═════ Passage for review ═════
Sydney is, once again, cutting Footloose.
Barely a week after opening its doors inside a 150-year-old deconsecrated church, the Emerald City’s new queer arts and nightlife venue Divine Playhouse has been forced to close and cancel its entire program following backlash from conservative Christian groups.
“Offence cannot become a mechanism for eviction”
Because apparently Sydney’s latest threat to public order isn’t its chronic shortage of creative spaces, crushing cost of living or enduring dependence on pokies. It’s drag nuns?
The pop-up venue, operated by Heaps Gay inside the former Genesian Theatre on Kent Street, received a breach notice from its landlord ordering it to “cease carrying on offensive trade” or risk having its lease terminated.
Divine Playhouse has now shut its doors while organisers explore their legal options.
“Following pre-emptive action taken by our landlord, we have been forced to close the venue and cancel all events,” organisers said in a statement.
“Our priority has had to be the wellbeing of our artists, audiences, event organisers and staff.”
The closure follows protests outside the venue’s opening night last Wednesday, 8th July, when around 70 people from Catholic and other Christian groups gathered to oppose its programming.
Critics accused the venue of mocking their faith through religiously inspired satire, including performers dressed as nuns, its “Unholy Water” house drink and an event titled Sunday Mess – An Unholy Brunch Party: The Resurrection.
That’s despite the building having been deconsecrated in 1932 and operating primarily as a theatre and community space for a casual seven decades.
Importantly, organisers had already attempted to address the criticism before opening. The original name, Unholy Playhouse, was changed to Divine Playhouse, while religious references were adjusted after concerns were raised.
Apparently those concessions weren’t enough though.
“The arts have always been a place where people ask difficult questions, challenge ideas and use humour, satire and performance to reflect on the world around us,” Divine Playhouse said.
“Not every work will resonate with every person, but the freedom to make and experience art is part of what makes an open, creative and democratic society.”
And that’s the genuinely troubling part of this whole saga. People are, of course, entitled to dislike a piece of art. They can criticise it, protest it, pray outside it or go home and watch something else.
What they should not be able to do is transform their personal offence into an effective veto over which artists are permitted to work and which communities are allowed to occupy space in Sydney.
As Night Time Industries Association vice-chair James Thorpe put it: “Offence cannot become a mechanism for eviction”.
“If it can, every artist who challenges power is vulnerable, as is every comedian who mocks a sacred cow and every queer space that refuses to make itself polite and palatable.”
FYI, the closure has wiped out far more than a few cheekily named parties.
═════
**What is required**. Can you set down, word for word, the part of the Divine Playhouse article that opens with the words containing "The pop-up venue, operated" and closes with "their legal options."? The entries after this have nothing to do with the Divine Playhouse article.
═════ Dataset content ═════
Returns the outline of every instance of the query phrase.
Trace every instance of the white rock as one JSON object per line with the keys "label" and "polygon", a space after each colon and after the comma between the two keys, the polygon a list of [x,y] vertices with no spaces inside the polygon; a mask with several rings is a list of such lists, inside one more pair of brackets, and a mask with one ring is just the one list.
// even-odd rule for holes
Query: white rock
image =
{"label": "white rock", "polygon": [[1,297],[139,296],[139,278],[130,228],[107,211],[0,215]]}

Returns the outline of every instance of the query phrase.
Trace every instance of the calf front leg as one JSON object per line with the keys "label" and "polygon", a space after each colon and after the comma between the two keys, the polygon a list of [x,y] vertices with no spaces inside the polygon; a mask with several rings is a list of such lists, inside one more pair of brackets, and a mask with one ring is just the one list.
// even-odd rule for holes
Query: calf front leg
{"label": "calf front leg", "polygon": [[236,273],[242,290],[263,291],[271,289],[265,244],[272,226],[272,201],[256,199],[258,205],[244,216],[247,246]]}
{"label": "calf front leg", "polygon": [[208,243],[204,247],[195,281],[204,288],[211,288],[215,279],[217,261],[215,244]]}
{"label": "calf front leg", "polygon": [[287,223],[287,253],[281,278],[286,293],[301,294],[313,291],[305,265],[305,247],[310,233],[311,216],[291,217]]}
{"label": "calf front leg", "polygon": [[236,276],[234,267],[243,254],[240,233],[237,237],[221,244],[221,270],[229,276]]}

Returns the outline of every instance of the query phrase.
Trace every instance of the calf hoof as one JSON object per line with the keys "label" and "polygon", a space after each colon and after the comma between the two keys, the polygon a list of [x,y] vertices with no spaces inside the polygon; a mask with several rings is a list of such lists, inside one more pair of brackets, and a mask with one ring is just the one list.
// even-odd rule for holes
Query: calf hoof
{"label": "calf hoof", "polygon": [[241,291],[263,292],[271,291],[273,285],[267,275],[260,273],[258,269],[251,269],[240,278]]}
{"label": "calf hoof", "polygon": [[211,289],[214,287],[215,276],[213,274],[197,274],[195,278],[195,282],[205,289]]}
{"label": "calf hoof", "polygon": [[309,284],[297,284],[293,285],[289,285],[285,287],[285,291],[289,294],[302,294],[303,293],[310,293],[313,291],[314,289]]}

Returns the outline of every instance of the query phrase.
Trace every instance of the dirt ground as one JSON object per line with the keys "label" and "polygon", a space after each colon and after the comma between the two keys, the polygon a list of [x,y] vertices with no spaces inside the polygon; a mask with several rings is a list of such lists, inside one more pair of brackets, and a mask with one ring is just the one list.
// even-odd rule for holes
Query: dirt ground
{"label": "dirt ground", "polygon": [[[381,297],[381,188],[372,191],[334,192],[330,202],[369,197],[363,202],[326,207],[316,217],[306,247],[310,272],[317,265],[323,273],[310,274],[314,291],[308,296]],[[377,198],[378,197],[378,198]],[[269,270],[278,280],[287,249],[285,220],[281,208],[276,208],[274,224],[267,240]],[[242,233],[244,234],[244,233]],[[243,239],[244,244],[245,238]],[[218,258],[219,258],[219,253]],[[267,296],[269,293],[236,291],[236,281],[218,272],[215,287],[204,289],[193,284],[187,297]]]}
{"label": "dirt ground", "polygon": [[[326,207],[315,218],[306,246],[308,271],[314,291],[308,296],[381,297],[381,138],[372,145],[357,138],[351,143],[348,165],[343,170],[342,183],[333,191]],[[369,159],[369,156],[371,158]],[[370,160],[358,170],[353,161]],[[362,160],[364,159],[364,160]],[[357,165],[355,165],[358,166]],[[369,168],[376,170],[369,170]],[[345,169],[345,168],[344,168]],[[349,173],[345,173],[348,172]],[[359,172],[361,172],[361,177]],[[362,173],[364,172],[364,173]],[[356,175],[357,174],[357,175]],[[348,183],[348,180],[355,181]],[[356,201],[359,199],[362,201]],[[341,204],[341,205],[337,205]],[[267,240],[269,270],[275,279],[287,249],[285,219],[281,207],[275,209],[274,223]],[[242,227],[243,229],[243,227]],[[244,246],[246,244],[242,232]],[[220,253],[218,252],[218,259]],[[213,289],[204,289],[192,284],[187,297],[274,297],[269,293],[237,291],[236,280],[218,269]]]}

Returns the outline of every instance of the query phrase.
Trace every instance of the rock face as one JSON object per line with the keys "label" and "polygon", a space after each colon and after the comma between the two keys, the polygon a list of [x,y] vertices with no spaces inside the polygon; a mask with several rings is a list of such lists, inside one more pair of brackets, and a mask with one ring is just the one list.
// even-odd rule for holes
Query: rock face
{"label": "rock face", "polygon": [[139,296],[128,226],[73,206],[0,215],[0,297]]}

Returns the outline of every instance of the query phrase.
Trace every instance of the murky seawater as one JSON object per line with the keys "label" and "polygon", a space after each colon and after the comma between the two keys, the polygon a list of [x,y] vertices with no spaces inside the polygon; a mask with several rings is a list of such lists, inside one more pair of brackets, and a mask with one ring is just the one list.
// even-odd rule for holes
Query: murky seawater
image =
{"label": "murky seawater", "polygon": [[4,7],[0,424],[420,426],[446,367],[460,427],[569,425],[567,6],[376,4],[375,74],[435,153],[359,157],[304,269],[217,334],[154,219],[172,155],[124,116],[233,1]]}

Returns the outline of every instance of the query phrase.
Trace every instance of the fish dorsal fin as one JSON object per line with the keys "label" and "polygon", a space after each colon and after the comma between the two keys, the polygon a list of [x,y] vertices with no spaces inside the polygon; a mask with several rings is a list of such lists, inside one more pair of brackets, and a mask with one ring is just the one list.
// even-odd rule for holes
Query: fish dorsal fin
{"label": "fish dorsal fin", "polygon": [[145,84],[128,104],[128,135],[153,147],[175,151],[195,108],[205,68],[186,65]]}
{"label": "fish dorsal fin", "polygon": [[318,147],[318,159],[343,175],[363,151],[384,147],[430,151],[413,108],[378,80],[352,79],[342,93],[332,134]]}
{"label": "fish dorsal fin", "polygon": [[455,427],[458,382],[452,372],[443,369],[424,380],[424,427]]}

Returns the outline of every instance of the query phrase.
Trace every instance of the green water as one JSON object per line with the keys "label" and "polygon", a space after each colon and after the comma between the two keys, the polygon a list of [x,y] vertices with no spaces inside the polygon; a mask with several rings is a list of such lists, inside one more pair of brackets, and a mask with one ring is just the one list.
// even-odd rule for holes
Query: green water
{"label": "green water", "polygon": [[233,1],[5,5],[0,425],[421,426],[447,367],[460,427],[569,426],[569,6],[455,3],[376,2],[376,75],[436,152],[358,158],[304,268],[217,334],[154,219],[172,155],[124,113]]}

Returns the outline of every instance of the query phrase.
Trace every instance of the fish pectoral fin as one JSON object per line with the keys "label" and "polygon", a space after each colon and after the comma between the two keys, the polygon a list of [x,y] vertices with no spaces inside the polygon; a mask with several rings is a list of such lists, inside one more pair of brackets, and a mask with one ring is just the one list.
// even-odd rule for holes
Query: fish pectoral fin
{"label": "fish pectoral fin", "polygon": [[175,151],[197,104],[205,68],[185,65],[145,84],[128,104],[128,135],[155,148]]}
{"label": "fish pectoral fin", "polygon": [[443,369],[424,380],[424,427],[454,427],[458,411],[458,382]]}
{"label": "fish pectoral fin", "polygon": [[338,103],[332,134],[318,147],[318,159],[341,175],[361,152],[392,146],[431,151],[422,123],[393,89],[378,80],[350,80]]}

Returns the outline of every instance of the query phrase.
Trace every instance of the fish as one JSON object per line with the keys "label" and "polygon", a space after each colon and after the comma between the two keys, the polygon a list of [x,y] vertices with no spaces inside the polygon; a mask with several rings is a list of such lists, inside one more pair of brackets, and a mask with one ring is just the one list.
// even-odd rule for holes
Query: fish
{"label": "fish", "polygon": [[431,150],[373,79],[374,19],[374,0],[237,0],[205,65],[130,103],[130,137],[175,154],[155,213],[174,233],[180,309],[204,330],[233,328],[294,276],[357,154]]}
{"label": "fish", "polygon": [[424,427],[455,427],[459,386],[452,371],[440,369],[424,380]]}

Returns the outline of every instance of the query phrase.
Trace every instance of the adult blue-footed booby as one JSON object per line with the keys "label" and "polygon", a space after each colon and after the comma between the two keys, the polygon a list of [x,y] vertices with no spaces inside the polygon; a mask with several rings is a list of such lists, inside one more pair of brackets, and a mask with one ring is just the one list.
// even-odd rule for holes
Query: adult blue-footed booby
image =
═════
**Exercise response**.
The pop-up venue, operated by Heaps Gay inside the former Genesian Theatre on Kent Street, received a breach notice from its landlord ordering it to “cease carrying on offensive trade” or risk having its lease terminated.
Divine Playhouse has now shut its doors while organisers explore their legal options.